§ **EXTRACTED TEXT**
◆ ◆ ◆ ◆ ◆ ◆ ◆

Category Archives: Computer Crime

No Fourth Amendment violation when government looked at Facebook profile using friend’s account

U.S. v. Meregildon, — F.Supp.2d —, 2012 WL 3264501 (S.D.N.Y. August 10, 2012)

The government suspected defendant was involved in illegal gang activity and secured the assistance of a cooperating witness who was a Facebook friend of defendant. Viewing defendant’s profile using the friend’s account, the government gathered evidence of probable cause (discussion of past violence, threats, and gang loyalty maintenance) which it used to swear out a search warrant.

What you do on Facebook is almost guaranteed to come back and bite you in the ass.

Defendant argued that the means by which the government obtained the probable cause evidence – by viewing content protected by defendant’s Facebook privacy settings – violated defendant’s Fourth Amendment rights. The court denied defendant’s motion to suppress.

It held that where Facebook privacy settings allowed viewership of postings by friends, the Government could access them through a friend/cooperating witness without violating the Fourth Amendment. The court compared the scenario to how a person loses his legitimate expectation of privacy when the government records a phone call with the consent of a cooperating witness who participates in the call. It held that defendant’s legitimate expectation of privacy ended when he disseminated posts to his Facebook friends because those friends were then free to use the information however they wanted, including sharing it with the government.

◆ ◆ ◆ ◆ ◆ ◆ ◆

§ **REQUEST A**
Reproduce the full text of the Facebook privacy ruling word for word.

◆ ◆ ◆ ◆ ◆ ◆ ◆

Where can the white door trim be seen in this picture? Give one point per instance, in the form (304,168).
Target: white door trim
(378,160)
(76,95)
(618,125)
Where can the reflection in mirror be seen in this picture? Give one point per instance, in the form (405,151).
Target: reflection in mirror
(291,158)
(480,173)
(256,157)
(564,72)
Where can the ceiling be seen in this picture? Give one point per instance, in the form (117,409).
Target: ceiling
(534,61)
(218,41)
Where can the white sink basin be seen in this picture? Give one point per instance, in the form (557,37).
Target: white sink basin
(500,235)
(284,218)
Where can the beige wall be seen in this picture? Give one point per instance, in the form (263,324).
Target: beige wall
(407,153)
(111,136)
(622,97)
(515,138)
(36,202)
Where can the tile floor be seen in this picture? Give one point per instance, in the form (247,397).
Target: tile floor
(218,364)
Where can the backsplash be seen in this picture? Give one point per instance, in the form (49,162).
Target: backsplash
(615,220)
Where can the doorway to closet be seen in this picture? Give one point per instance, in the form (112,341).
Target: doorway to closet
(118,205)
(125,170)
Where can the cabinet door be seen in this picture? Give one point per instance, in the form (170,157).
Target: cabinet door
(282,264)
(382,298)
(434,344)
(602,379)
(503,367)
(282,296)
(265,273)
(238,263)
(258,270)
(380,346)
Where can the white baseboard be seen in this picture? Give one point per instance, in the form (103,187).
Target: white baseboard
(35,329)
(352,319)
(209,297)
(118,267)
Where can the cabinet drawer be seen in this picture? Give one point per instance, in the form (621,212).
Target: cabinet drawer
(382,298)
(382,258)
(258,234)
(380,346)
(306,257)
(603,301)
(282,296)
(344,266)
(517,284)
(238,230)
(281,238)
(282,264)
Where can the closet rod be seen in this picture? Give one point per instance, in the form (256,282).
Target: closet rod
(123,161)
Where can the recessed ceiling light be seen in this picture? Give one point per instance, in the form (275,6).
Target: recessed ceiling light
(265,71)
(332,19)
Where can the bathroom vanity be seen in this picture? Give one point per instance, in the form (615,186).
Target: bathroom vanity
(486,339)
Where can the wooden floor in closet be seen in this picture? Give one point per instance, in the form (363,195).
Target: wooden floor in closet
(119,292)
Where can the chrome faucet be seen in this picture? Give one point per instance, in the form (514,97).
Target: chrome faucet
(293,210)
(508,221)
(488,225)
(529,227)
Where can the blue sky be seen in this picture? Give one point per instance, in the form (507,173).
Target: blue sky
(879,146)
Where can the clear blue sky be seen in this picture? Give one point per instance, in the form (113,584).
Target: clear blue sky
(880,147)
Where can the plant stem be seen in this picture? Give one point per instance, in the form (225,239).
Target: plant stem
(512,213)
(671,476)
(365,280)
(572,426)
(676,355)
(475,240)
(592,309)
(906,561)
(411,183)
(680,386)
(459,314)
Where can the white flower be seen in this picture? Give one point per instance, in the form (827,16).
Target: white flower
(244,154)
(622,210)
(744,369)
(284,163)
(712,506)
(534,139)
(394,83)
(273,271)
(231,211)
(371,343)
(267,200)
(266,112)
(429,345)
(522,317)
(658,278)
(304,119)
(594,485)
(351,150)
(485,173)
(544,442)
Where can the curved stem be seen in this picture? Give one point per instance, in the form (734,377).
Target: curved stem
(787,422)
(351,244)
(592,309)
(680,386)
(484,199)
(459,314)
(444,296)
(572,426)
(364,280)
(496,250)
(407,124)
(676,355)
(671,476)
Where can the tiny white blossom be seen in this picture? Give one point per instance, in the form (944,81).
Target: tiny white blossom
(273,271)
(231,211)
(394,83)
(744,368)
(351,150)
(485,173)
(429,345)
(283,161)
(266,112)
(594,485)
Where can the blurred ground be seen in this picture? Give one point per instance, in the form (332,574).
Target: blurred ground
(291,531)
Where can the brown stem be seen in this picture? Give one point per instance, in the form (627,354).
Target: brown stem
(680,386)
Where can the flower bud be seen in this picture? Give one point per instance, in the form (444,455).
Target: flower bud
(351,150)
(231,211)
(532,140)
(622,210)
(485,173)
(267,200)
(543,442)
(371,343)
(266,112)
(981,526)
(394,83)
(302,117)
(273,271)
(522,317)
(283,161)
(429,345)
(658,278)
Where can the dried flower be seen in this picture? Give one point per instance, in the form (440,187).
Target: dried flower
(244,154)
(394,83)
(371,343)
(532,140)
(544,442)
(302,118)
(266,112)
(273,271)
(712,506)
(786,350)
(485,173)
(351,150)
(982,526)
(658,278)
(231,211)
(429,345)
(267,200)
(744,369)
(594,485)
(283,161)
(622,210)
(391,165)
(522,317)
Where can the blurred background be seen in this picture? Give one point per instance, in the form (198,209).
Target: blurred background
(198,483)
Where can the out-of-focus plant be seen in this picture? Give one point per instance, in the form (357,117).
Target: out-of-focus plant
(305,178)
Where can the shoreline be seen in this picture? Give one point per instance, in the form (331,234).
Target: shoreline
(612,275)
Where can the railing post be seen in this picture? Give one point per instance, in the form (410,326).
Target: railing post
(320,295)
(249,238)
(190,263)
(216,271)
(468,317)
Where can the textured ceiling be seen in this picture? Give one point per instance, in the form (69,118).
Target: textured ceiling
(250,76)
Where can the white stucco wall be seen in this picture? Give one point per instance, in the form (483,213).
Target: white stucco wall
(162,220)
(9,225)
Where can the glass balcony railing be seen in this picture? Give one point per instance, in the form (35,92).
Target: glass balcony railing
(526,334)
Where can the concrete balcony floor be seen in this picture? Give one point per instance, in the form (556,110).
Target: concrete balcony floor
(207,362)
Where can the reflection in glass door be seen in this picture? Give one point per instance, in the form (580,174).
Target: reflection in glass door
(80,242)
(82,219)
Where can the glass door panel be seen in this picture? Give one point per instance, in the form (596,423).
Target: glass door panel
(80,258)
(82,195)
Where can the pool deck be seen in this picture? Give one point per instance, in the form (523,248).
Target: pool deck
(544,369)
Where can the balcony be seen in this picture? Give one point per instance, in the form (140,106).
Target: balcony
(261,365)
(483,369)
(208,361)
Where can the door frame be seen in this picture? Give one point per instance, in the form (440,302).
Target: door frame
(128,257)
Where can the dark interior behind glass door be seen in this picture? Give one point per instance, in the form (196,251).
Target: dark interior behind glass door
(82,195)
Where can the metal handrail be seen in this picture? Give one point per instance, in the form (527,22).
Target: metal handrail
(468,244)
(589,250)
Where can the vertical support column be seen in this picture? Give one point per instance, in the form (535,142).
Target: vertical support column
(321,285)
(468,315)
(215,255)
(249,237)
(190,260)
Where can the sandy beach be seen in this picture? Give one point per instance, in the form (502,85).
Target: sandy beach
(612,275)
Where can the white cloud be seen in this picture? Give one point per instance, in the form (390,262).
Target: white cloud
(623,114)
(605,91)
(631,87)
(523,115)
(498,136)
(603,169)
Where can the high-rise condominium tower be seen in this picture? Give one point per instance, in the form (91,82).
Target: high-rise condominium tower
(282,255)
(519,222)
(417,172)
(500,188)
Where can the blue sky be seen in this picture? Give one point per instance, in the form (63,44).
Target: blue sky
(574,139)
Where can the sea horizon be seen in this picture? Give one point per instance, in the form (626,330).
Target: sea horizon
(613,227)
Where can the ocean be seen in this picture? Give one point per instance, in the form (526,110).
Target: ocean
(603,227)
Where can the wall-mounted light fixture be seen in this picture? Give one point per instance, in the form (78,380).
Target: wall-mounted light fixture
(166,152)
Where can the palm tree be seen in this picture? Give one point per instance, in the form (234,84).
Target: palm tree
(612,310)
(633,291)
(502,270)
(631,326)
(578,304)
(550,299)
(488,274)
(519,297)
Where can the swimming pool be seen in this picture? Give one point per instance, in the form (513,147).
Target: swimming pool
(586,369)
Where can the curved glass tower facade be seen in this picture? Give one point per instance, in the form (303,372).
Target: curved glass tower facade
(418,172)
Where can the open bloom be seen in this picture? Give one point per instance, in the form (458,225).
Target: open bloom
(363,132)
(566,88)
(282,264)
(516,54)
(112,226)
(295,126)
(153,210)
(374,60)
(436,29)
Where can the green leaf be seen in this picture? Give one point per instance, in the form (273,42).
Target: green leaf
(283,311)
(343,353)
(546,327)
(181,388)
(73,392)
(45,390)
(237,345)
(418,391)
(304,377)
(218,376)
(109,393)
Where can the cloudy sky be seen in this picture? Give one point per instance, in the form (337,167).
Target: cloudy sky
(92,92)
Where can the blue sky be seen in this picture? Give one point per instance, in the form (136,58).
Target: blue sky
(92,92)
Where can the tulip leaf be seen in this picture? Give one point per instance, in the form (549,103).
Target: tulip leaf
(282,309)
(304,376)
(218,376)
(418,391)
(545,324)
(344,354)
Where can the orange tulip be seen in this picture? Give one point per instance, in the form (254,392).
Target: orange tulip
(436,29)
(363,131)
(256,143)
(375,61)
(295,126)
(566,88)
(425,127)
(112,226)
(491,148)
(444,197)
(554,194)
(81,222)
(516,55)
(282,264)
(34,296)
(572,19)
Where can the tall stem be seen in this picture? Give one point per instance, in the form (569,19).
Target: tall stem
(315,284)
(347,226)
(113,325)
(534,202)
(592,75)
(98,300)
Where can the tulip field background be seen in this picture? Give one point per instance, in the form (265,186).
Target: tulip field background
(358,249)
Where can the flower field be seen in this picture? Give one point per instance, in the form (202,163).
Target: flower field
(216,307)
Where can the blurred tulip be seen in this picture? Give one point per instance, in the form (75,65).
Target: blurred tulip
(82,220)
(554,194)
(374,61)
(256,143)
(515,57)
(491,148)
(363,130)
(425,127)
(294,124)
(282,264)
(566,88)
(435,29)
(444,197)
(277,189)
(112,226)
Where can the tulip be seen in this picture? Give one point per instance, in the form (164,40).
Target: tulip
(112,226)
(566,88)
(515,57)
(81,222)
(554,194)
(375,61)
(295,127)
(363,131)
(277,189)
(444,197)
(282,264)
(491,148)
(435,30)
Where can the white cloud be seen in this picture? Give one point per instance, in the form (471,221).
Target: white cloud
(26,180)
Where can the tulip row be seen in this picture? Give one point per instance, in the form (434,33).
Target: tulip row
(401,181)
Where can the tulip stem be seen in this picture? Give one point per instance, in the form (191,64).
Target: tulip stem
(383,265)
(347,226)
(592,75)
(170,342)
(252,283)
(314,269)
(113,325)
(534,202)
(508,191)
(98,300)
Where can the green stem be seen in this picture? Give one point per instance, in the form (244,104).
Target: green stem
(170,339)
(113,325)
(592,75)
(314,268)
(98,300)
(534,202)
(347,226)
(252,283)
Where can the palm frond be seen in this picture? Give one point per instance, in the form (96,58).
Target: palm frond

◆ ◆ ◆ ◆ ◆ ◆ ◆

§ **REQUEST B**
Rewrite the stretch of the records from the line containing "Where can the orange" through the end of the records as a Markdown table with the columns Row and Line, leaving out blank lines.

§ **EXERCISE RESPONSE A**
Category Archives: Computer Crime

No Fourth Amendment violation when government looked at Facebook profile using friend’s account

U.S. v. Meregildon, — F.Supp.2d —, 2012 WL 3264501 (S.D.N.Y. August 10, 2012)

The government suspected defendant was involved in illegal gang activity and secured the assistance of a cooperating witness who was a Facebook friend of defendant. Viewing defendant’s profile using the friend’s account, the government gathered evidence of probable cause (discussion of past violence, threats, and gang loyalty maintenance) which it used to swear out a search warrant.

What you do on Facebook is almost guaranteed to come back and bite you in the ass.

Defendant argued that the means by which the government obtained the probable cause evidence – by viewing content protected by defendant’s Facebook privacy settings – violated defendant’s Fourth Amendment rights. The court denied defendant’s motion to suppress.

It held that where Facebook privacy settings allowed viewership of postings by friends, the Government could access them through a friend/cooperating witness without violating the Fourth Amendment. The court compared the scenario to how a person loses his legitimate expectation of privacy when the government records a phone call with the consent of a cooperating witness who participates in the call. It held that defendant’s legitimate expectation of privacy ended when he disseminated posts to his Facebook friends because those friends were then free to use the information however they wanted, including sharing it with the government.

§ **EXERCISE RESPONSE B**
| Row | Line |
|---|---|
| 1 | Where can the orange tulip be seen in this picture? Give one point per instance, in the form (254,392). |
| 2 | Target: orange tulip |
| 3 | (436,29) |
| 4 | (363,131) |
| 5 | (256,143) |
| 6 | (375,61) |
| 7 | (295,126) |
| 8 | (566,88) |
| 9 | (425,127) |
| 10 | (112,226) |
| 11 | (491,148) |
| 12 | (444,197) |
| 13 | (554,194) |
| 14 | (81,222) |
| 15 | (516,55) |
| 16 | (282,264) |
| 17 | (34,296) |
| 18 | (572,19) |
| 19 | Where can the tall stem be seen in this picture? Give one point per instance, in the form (569,19). |
| 20 | Target: tall stem |
| 21 | (315,284) |
| 22 | (347,226) |
| 23 | (113,325) |
| 24 | (534,202) |
| 25 | (592,75) |
| 26 | (98,300) |
| 27 | Where can the tulip field background be seen in this picture? Give one point per instance, in the form (265,186). |
| 28 | Target: tulip field background |
| 29 | (358,249) |
| 30 | Where can the flower field be seen in this picture? Give one point per instance, in the form (202,163). |
| 31 | Target: flower field |
| 32 | (216,307) |
| 33 | Where can the blurred tulip be seen in this picture? Give one point per instance, in the form (75,65). |
| 34 | Target: blurred tulip |
| 35 | (82,220) |
| 36 | (554,194) |
| 37 | (374,61) |
| 38 | (256,143) |
| 39 | (515,57) |
| 40 | (491,148) |
| 41 | (363,130) |
| 42 | (425,127) |
| 43 | (294,124) |
| 44 | (282,264) |
| 45 | (566,88) |
| 46 | (435,29) |
| 47 | (444,197) |
| 48 | (277,189) |
| 49 | (112,226) |
| 50 | Where can the tulip be seen in this picture? Give one point per instance, in the form (164,40). |
| 51 | Target: tulip |
| 52 | (112,226) |
| 53 | (566,88) |
| 54 | (515,57) |
| 55 | (81,222) |
| 56 | (554,194) |
| 57 | (375,61) |
| 58 | (295,127) |
| 59 | (363,131) |
| 60 | (277,189) |
| 61 | (444,197) |
| 62 | (282,264) |
| 63 | (491,148) |
| 64 | (435,30) |
| 65 | Where can the white cloud be seen in this picture? Give one point per instance, in the form (471,221). |
| 66 | Target: white cloud |
| 67 | (26,180) |
| 68 | Where can the tulip row be seen in this picture? Give one point per instance, in the form (434,33). |
| 69 | Target: tulip row |
| 70 | (401,181) |
| 71 | Where can the tulip stem be seen in this picture? Give one point per instance, in the form (191,64). |
| 72 | Target: tulip stem |
| 73 | (383,265) |
| 74 | (347,226) |
| 75 | (592,75) |
| 76 | (170,342) |
| 77 | (252,283) |
| 78 | (314,269) |
| 79 | (113,325) |
| 80 | (534,202) |
| 81 | (508,191) |
| 82 | (98,300) |
| 83 | Where can the green stem be seen in this picture? Give one point per instance, in the form (244,104). |
| 84 | Target: green stem |
| 85 | (170,339) |
| 86 | (113,325) |
| 87 | (592,75) |
| 88 | (314,268) |
| 89 | (98,300) |
| 90 | (534,202) |
| 91 | (347,226) |
| 92 | (252,283) |
| 93 | Where can the palm frond be seen in this picture? Give one point per instance, in the form (96,58). |
| 94 | Target: palm frond |